__TASK DESCRIPTION__
Collect every line in the items below that contains the word "door", and copy each one in full. Treat uppercase and lowercase as different.

__DATA ROWS__
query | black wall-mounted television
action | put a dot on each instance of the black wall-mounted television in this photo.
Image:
==
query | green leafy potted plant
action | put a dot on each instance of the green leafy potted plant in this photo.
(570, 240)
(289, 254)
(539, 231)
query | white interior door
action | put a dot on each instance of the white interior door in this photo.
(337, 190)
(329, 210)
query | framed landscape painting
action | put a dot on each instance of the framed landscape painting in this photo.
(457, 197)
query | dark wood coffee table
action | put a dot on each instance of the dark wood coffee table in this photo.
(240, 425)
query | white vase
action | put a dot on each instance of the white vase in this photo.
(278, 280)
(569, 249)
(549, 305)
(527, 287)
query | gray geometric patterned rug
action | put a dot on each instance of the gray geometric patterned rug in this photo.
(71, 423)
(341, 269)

__TASK OUTPUT__
query | white interior door
action | put a dot on each instance of the white interior door in this photo.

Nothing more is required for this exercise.